----- Document excerpt -----

Welcome back for Lecture 10. Where we're gonna discuss experiments and observational studies.
Let's start with an example, just to see why we do experiments
and how we can establish cause and effect between two things.
Let's look at how music affects the academic success of primary and secondary school students,
in terms of grade point average.
There's a study done in the high school in California that show that
the music students had an overall grade point average of 3.59
while non-music students had an overall grade point average of 2.91.
16% of music students had all A's, while only 5% of the non-music students had all A's.
So let's look at the questions that we can ask here.
One, does this provide evidence that music students enjoy better academic performance than non-music students?
Two, are there other possible explanations for the difference in grades between the two groups?
And three, is there any way to prove such a thing?
Well, let's look at how we can do it as an observational study first.
The goal in the example is to find an association between the music and the grades.
How was the study conducted?
Well, it's not a survey because we didn’t go around asking everybody
whether they took music classes and what their grade point average was.
We're just observing the students in their natural state
and looking at their choice of music education and their grade point average.
The choices are not assigned by the investigator,
but the investigator simple observing what the students are doing.
This type of study is called an observational study.
Treatments aren't assigned to anybody, we're just observing everything in its natural state.
Because the study is based on past grades and past information about the students,
we call it a retrospective study.
Formerly, a retrospective study is any observational study
in which the previous information conditions behaviors or outcomes are observed.
The question is, can we infer a cause and effect relationship from the observational study?
Well, let's look at the possible issues with the study that, that was done.
First of all, we only look at one high school
which is not likely to be representative of the entire United States.
We claim that music education causes the increase in GPA
and that claim makes the assumption that there are no other differences between the two groups.
But perhaps music students have better work habits or better study habits,
better parental support or any other number of things,
that would also influence their grade point average.
In other words, several lurking variables might be in play here
and we can't necessarily say that the taking of music classes increases overall grade point average.
In general, we can't infer cause from an observational study.
So why bother doing them?
Well, there's a plenty of useful things that can come out of an observational study,
we use them a lot in health studies.
They're often retrospective because we often identify people with the particular disease
and then look into their history and ancestry to get information
about things related to that particular disease.
Retrospective studies however, they often have errors,
we often based them on historical data and people often, it's quite simply people forget stuff.
So somewhat better approach might be to observe individuals over time,
record variables of interests and then see how things turn out.
How might we approach the study for the high school students in a better way?
Or in the high school example maybe we could start by observing the students
who have not yet taken the music lessons,
track their academic performance over several years
and then compare those who later choose music versus those who don't.
Let's look at some further notes on this study.
This would be a perspective study.
This is a study in which we identify subjects in advance and then collect data as events unfold.

----- Extracted material -----

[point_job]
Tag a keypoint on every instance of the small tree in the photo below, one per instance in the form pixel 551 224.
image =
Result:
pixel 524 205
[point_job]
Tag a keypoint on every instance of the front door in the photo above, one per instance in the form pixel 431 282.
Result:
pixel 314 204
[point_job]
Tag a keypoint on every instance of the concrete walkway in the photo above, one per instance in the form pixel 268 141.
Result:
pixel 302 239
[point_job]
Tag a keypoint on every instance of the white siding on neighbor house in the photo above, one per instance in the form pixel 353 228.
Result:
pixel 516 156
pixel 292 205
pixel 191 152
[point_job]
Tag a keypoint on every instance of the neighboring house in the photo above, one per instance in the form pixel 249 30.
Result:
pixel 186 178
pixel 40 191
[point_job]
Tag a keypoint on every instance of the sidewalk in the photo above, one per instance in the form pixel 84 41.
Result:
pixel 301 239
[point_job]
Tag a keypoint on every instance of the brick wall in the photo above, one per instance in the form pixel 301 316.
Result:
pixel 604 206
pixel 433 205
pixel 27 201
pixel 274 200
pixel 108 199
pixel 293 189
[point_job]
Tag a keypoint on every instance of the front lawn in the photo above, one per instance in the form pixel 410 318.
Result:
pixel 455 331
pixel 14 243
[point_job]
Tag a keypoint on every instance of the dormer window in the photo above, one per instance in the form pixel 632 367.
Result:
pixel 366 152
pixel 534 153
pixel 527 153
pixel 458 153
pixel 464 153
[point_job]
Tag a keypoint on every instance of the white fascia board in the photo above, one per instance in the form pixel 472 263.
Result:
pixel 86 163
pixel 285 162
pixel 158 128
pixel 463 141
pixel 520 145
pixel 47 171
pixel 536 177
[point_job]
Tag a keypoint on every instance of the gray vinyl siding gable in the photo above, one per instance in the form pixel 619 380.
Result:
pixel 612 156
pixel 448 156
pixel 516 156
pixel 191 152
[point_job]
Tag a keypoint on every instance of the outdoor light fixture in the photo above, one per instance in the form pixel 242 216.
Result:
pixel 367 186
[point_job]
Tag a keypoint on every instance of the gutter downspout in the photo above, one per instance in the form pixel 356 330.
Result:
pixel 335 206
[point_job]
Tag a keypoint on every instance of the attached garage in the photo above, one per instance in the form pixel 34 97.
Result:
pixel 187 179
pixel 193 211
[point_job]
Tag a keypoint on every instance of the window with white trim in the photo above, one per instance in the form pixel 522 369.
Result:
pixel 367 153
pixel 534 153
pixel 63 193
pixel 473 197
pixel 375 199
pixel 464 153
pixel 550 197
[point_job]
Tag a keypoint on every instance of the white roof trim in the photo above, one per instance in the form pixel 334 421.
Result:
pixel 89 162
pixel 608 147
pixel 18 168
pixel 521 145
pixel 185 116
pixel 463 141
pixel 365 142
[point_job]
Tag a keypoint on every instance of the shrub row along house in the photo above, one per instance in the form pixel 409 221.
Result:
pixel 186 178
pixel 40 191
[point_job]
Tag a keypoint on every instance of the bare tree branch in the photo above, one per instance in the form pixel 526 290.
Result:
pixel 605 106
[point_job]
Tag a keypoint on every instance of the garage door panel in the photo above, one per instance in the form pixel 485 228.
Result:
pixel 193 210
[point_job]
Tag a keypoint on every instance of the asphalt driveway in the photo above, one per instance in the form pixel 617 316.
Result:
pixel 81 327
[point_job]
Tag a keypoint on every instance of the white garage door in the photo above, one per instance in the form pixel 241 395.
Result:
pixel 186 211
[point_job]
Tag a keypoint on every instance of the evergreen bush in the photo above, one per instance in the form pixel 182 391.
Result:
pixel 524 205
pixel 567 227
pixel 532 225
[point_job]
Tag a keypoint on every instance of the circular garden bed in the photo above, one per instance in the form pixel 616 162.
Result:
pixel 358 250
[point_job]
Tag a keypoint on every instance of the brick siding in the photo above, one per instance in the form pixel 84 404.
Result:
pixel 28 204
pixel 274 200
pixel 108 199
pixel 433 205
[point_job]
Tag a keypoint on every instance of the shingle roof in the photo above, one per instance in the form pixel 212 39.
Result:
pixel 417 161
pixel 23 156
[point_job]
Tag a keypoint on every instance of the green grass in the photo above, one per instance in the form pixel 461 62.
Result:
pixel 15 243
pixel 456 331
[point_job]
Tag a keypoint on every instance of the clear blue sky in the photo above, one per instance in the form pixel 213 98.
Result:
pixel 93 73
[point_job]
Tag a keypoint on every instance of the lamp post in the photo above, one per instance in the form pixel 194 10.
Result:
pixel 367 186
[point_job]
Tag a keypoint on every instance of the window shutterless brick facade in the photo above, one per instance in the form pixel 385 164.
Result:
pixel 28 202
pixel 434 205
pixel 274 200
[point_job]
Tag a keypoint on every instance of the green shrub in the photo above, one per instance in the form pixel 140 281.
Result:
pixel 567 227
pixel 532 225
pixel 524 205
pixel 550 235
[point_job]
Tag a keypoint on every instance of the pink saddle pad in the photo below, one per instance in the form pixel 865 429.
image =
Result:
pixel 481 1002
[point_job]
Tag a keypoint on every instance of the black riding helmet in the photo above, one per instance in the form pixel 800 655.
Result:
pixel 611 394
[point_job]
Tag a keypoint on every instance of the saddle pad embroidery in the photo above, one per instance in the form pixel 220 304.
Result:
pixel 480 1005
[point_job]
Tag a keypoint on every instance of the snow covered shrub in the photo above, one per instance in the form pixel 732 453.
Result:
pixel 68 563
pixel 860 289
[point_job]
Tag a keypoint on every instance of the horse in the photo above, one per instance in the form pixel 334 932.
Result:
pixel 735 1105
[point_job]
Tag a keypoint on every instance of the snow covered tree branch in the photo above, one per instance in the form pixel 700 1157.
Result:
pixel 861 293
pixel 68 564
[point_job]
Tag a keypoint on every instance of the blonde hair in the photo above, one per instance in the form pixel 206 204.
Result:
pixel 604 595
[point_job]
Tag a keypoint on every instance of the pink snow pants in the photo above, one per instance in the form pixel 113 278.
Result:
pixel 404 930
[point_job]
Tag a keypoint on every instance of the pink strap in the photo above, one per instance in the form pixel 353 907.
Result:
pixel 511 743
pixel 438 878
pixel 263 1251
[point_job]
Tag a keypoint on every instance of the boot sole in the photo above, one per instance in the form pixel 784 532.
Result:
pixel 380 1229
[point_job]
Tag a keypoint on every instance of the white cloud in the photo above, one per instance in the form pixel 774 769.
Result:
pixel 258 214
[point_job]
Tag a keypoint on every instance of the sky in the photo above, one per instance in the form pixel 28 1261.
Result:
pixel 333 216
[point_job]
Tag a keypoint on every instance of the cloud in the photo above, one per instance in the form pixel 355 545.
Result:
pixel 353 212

-----

_Required tasks_.
a - Print the part of the lecture transcript that opens with the words containing "Two, are there" and closes with "its natural state.".
b - List the numbered questions the lecture transcript raises about the California high school music study.

_Per-task outputs_.
a -
Two, are there other possible explanations for the difference in grades between the two groups?
And three, is there any way to prove such a thing?
Well, let's look at how we can do it as an observational study first.
The goal in the example is to find an association between the music and the grades.
How was the study conducted?
Well, it's not a survey because we didn’t go around asking everybody
whether they took music classes and what their grade point average was.
We're just observing the students in their natural state
and looking at their choice of music education and their grade point average.
The choices are not assigned by the investigator,
but the investigator simple observing what the students are doing.
This type of study is called an observational study.
Treatments aren't assigned to anybody, we're just observing everything in its natural state.

b -
- Does this provide evidence that music students enjoy better academic performance than non-music students?
- Are there other possible explanations for the difference in grades between the two groups?
- Is there any way to prove such a thing?